(Location annotation dataset excerpts)
**********
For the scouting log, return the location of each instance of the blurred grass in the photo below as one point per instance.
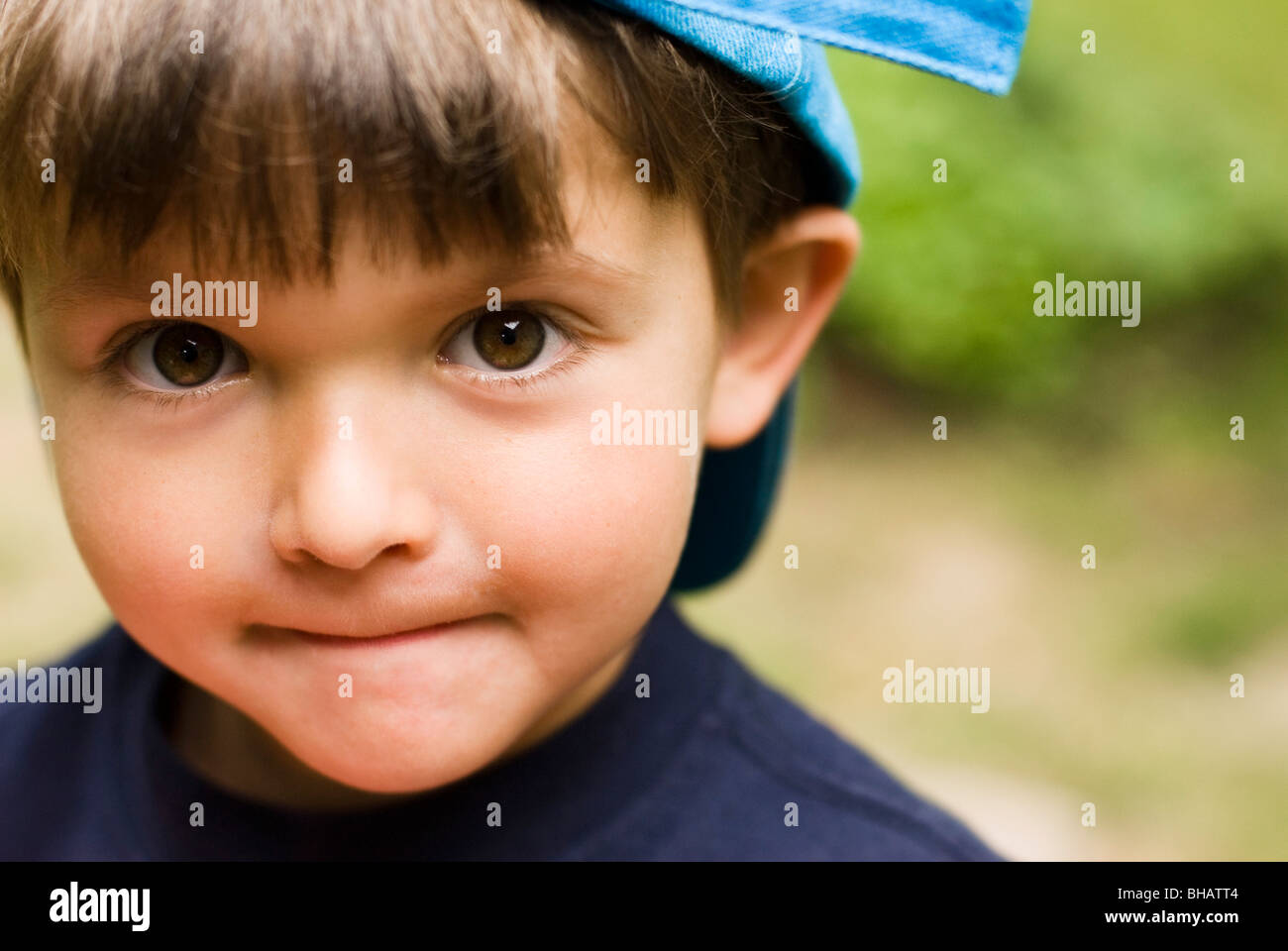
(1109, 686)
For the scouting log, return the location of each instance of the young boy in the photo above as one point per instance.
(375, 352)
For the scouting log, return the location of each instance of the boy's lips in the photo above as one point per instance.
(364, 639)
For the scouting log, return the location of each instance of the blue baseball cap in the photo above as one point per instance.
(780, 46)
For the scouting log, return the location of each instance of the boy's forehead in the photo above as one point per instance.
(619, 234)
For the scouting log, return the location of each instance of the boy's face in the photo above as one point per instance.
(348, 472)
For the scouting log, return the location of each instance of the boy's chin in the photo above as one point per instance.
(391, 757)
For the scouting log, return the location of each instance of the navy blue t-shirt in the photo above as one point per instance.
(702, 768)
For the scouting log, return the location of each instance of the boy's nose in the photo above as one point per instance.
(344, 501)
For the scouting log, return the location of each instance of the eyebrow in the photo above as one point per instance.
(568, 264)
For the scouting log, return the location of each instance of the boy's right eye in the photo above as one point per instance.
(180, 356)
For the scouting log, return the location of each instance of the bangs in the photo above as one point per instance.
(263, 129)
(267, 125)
**********
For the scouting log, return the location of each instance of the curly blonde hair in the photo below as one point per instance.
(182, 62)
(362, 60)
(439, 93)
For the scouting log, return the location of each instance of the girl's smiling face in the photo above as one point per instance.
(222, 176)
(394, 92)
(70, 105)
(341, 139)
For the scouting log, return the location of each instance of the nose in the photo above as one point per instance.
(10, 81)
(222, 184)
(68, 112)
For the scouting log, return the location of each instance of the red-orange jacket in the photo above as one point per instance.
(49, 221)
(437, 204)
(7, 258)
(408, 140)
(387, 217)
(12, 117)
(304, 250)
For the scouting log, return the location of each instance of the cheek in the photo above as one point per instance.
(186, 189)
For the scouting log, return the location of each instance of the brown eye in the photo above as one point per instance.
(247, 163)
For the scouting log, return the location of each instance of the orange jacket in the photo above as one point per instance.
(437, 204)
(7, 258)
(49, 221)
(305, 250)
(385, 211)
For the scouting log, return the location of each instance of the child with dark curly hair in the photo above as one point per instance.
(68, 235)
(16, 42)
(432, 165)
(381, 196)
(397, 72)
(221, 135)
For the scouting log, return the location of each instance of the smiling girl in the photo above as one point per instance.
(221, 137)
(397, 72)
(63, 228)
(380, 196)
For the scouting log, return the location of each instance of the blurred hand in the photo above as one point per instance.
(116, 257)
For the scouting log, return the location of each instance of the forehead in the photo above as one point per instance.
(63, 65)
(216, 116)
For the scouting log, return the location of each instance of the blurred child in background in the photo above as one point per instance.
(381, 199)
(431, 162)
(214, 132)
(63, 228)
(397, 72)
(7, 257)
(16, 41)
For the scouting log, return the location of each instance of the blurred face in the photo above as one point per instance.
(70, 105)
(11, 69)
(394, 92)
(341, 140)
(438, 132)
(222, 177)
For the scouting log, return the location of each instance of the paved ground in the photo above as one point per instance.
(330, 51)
**********
Please return every line of the items above that contains the word "jacket".

For the scouting log, return the location of each instance of the red-orange jacket in the photo above as one point per instance.
For the scouting log, return the location of each instance of the orange jacket in the photo above as one point per instance.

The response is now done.